PERMINTAAN TERTULIS 1: Menurut teks berita tentang laga Arema melawan Persebaya di bawah ini, di tribun nomor berapa Aulia Rahman Maksum dan teman-temannya duduk?
PERMINTAAN TERTULIS 2: Sebutkan semua nama klub sepak bola dan nama kelompok suporter yang muncul dalam teks berita tentang laga Arema melawan Persebaya di bawah ini.
PERMINTAAN TERTULIS 3: Lanjutkan teks berita tentang laga Arema melawan Persebaya di bawah ini, dimulai sesudah kalimat terakhir yang tertera.
==== TEKS YANG DITAMPILKAN
Fungsi Ganda Polisi; Pasukan Keamanan dan Instrumen Politik
Rabu, 05 Oktober 2022 - 22:15alfikr.id, Probolinggo- Aulia Rahman Maksum bersama enam temannya tak melewatkan big match Arema Vs
Persebaya, Sabtu (01/10/2022). Dia bersama teman-temannya membeli tiket dan
duduk di tribun 14. Sepanjang pertandingan, tidak ada kejadian apa pun.
Perkelahian antar suporter pun
tak ada. Tak satu pun Bonek—suporter Persebaya—tak diperkenankan menonton laga.
Namun usai peluit panjang ditiup, salah seorang Aremania turun ke lapangan,
mendatangi manajemen Arema.
“Kalau saya, hanya diam di
tribun. Tapi setelah satu orang pertama turun, beberapa orang lainnya ikut,”
========
==== DATA YANG DIBERIKAN
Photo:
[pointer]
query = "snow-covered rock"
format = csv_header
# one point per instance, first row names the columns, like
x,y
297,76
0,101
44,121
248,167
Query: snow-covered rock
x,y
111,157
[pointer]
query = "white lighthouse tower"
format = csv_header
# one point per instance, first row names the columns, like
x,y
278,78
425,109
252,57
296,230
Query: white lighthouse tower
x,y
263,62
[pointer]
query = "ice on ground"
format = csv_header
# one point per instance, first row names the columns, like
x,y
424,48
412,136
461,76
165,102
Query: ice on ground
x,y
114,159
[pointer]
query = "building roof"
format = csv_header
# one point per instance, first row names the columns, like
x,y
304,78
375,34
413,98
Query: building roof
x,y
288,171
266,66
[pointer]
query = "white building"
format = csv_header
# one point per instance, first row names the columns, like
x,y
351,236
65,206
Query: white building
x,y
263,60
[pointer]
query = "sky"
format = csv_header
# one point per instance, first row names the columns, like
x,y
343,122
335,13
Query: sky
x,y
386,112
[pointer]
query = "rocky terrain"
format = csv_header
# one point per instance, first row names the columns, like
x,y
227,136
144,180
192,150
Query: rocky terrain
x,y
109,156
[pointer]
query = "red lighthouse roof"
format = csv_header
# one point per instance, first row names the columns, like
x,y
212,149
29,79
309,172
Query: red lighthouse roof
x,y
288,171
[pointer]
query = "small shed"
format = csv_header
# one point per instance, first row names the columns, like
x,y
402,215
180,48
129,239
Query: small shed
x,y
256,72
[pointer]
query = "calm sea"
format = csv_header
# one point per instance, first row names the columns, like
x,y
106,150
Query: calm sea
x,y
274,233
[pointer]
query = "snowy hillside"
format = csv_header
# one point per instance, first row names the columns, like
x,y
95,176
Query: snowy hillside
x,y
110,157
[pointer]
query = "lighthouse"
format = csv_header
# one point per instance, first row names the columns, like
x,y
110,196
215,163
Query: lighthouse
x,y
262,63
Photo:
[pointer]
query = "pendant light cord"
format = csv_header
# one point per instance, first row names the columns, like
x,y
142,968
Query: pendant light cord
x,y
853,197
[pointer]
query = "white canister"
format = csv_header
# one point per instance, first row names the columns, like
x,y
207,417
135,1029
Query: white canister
========
HASIL 1: Mereka duduk di tribun 14.

HASIL 2: Arema, Persebaya, Bonek, Aremania

HASIL 3:
kata Aulia kepada BBC News Indonesia.
Sejurus kemudian, polisi dengan
membawa senjata gas air mata masuk ke lapangan. Mereka menembak ke arah
kerumunan yang ada di lapangan. Parahnya, tembakan itu juga diarahkan ke tribun
14. Padahal, tidak ada satu pun Aremania yang berusaha manjat pagar masuk ke
lapangan.
“Saya sesalkan itu, kenapa
tembakan diarahkan ke kami. Malah, orang yang berada di lapangan itu aman,”
kata Aulia.
Tribun 12 dan 14 menjadi sasaran
polisi menembakkan air mata. Tak ayal, Aremania di kedua tribun itu dikuasai
kepanikan dan berdesak-desakan ke arah pintu keluar agar selamat.
Kekerasan aparat kepolisian di
Stadion Kanjuruhan bukan hal baru yang terjadi di Indonesia. Peristiwa Mei 2019
menjadi salah satu titik balik penggunaan gas air mata oleh kepolisian. Represifitas
aparat kepolisian saat aksi demonstrasi penolakan hasil Pemilu 2019
mengakibatkan kematian, beberapa di antaranya remaja.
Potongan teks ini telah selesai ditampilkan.